La création de A Notional History a débuté en 2018. Il s’agit d’une coproduction du Five Arts Centre, un collectif non-hiérarchique basé à Kuala Lumpur ayant pour démarche de croiser disciplines, générations, langues et ethnies – il faudrait s’intéresser de plus près à « l’histoire nationale » de Malaisie pour comprendre ce que ce terme implique – et du TPAM (aujourd’hui rebaptisé YPAM), une plateforme internationale dédiée aux arts performatifs basée à Yokohama, au Japon.

Baling – la pièce coproduite en 2015 avec l’Asian Arts Theatre (Gwangju, en Corée), TPAM et Kyoto Experiment – était une forme théâtrale découlant de la performance The 1955 Baling Talks et d’autres expérimentations antérieures. Dans cette lecture, des (non-)performeur·euses de différents horizons lisaient la retranscription de la rencontre historique entre Tunku Abdul Rahman (le Premier ministre de Malaisie), David Marshall (le Premier ministre de Singapour) et Chin Peng (un ancien soldat malais qui avait combattu le fascisme japonais pendant la Deuxième Guerre mondiale et ensuite le colonialisme britannique, cette fois en tant que Secrétaire général du Parti communiste malais). Cette rencontre permit à la Fédération malaise d’obtenir l’indépendance en 1957 et mit fin à l’Insurrection communiste malaise en 1960. Elle mena également à la dissolution progressive du parti communiste malais. Ce dernier reprendrait néanmoins sa lutte armée jusqu’en 1989 pour ce qui était selon lui la véritable indépendance et décolonisation.

[Relevés de cadres étiquetés]
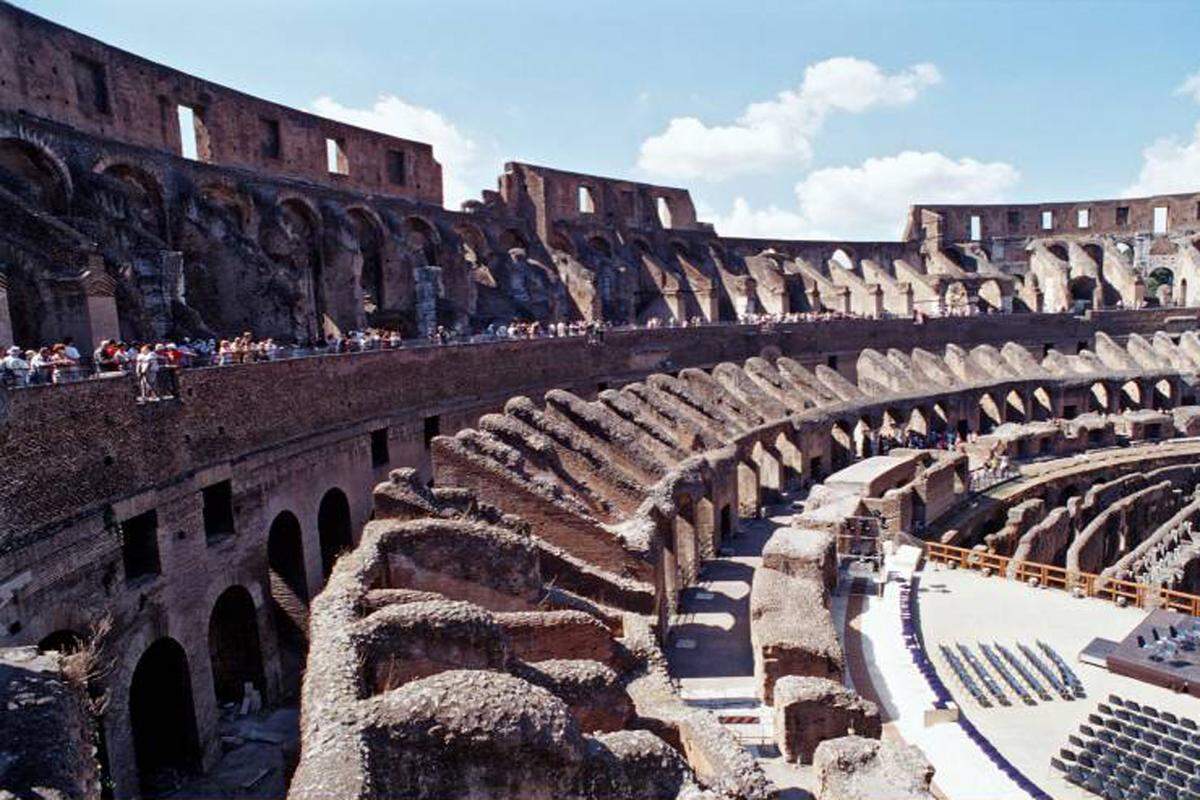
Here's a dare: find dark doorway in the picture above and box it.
[209,587,265,703]
[130,638,200,796]
[317,489,354,581]
[266,511,308,694]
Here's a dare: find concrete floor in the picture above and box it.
[918,569,1200,800]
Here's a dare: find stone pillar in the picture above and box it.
[0,275,13,347]
[79,264,121,354]
[413,266,445,336]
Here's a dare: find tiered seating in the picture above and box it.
[1038,639,1087,697]
[1050,694,1200,800]
[1016,643,1075,700]
[938,644,991,709]
[979,643,1038,705]
[996,644,1054,703]
[958,643,1013,705]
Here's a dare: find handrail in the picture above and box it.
[925,542,1200,616]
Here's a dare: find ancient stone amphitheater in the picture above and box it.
[7,5,1200,800]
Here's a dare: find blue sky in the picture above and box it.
[18,0,1200,239]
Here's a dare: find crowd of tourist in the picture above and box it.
[0,304,979,399]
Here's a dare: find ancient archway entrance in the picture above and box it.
[209,587,265,703]
[266,511,308,693]
[317,489,354,581]
[130,638,200,795]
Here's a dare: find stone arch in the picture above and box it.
[266,511,308,688]
[37,627,84,655]
[546,230,576,255]
[130,637,200,795]
[588,236,612,258]
[209,585,266,703]
[96,161,167,237]
[1087,380,1111,414]
[1004,389,1030,422]
[1146,266,1175,306]
[454,222,488,264]
[317,487,354,581]
[500,228,529,253]
[979,281,1004,311]
[346,205,388,314]
[829,247,854,270]
[200,184,254,234]
[1121,380,1142,409]
[404,215,442,266]
[1068,275,1096,309]
[0,136,73,213]
[1030,386,1055,420]
[979,392,1004,433]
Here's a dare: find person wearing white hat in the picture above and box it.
[0,347,29,386]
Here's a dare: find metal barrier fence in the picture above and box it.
[925,542,1200,616]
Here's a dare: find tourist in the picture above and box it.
[0,345,29,386]
[137,344,158,401]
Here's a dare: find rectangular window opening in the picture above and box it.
[71,54,113,114]
[175,104,212,162]
[580,186,596,213]
[325,139,350,175]
[259,116,283,158]
[388,150,408,186]
[121,510,162,583]
[371,428,391,467]
[1154,205,1166,234]
[425,414,442,450]
[200,481,235,542]
[655,197,671,230]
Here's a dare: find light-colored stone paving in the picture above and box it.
[919,569,1200,800]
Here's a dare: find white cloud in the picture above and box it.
[1124,122,1200,197]
[713,150,1020,240]
[311,95,486,207]
[637,58,942,180]
[1175,72,1200,103]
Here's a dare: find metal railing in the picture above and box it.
[925,542,1200,616]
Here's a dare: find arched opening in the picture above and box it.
[1154,378,1175,409]
[500,228,529,253]
[979,392,1004,434]
[829,420,854,473]
[1069,275,1096,313]
[276,198,329,337]
[37,628,84,656]
[0,138,71,212]
[979,281,1004,311]
[406,217,438,266]
[1121,380,1142,410]
[829,247,854,270]
[1004,389,1030,422]
[1087,381,1110,414]
[103,164,166,237]
[209,587,266,704]
[130,638,200,796]
[1146,266,1175,306]
[266,511,308,691]
[317,488,354,581]
[349,209,385,320]
[588,236,612,258]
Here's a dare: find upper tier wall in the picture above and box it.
[0,2,442,205]
[905,192,1200,242]
[0,309,1196,552]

● **À compléter**:
1 – Dans les relevés de cadres étiquetés, remettez à l'échelle tout ce qui va de la ligne contenant « Here's a dare: find handrail » jusqu'à celle contenant « [979,392,1004,433] » et recopiez uniquement ces lignes, y compris celles sans coordonnées. Multipliez chaque coordonnée des cadres par 1,6 et arrondissez à l'entier, les demis vers le haut.
2 – Écrivez la suite de l'extrait sur les pièces A Notional History et Baling.

● **Réponses par consigne**:
1 –
Here's a dare: find handrail in the picture above and box it.
[1480,867,1920,986]
Here's a dare: find ancient stone amphitheater in the picture above and box it.
[11,8,1920,1280]
Here's a dare: find blue sky in the picture above and box it.
[29,0,1920,382]
Here's a dare: find crowd of tourist in the picture above and box it.
[0,486,1566,638]
Here's a dare: find ancient archway entrance in the picture above and box it.
[334,939,424,1125]
[426,818,493,1109]
[507,782,566,930]
[208,1021,320,1272]
Here's a dare: find stone arch in the picture above and box it.
[426,818,493,1101]
[59,1003,134,1048]
[874,368,922,408]
[208,1019,320,1272]
[941,378,979,413]
[334,936,426,1125]
[154,258,267,379]
[1739,608,1778,662]
[1606,622,1648,675]
[1834,426,1880,490]
[726,355,781,422]
[507,779,566,930]
[800,365,846,405]
[1566,450,1606,498]
[554,328,621,502]
[1326,395,1366,432]
[320,294,406,374]
[1794,608,1827,654]
[646,344,707,426]
[1709,440,1754,494]
[0,218,117,341]
[1648,618,1688,672]
[1566,627,1606,693]

2 –
La contribution de Chin Peng et du parti communiste à l’indépendance de la Malaisie pourrait être considérée comme celle de la faction « radicale », mais c’est avant tout des meurtres perpétrés au nom de la lutte armée dont se souvient le pays. Dans l’histoire nationale, les communistes ont figuré comme l’ennemi public par excellence jusqu’à la publication, au début des années 2000, d’autobiographies de quelques (ex-)membres du parti. Celles-ci suscitèrent l’intérêt pour une lecture alternative du récit historique auprès de jeunes artistes et activistes, au nombre desquel·les figuraient le graphiste / activiste Fahmi Reza, le réalisateur Imri Nasution et l’historien / performeur Mark Teh. En 2008, Fahmi Reza et Imri Nasution ont rencontré Chin Peng en Thaïlande où il était exilé, et l’y ont interviewé pendant deux jours. Partis pour faire un documentaire, ils renoncèrent cependant à le réaliser car, de l’aveu de Fahmi, ils n’avaient pas pu trouver d’explication éthiquement crédible à la violence de la révolution. Chin Peng, âgé de plus de 80 ans, était en effet resté silencieux la plupart du temps et avait du mal à s’exprimer. Sept ans plus tard, seules quelques minutes des huit heures d’enregistrement furent finalement utilisées dans Baling. Chin Peng y exprimait péniblement son souhait de revenir en Malaisie afin d’y être enterré et déplorait le refus du gouvernement de lui octroyer ce droit qu’il considèrait comme étant fondamental. Lorsque Fahmi lui demanda quel avait été son plus grand sacrifice pour la Malaisie, il ne fit que répéter la question, sans y répondre.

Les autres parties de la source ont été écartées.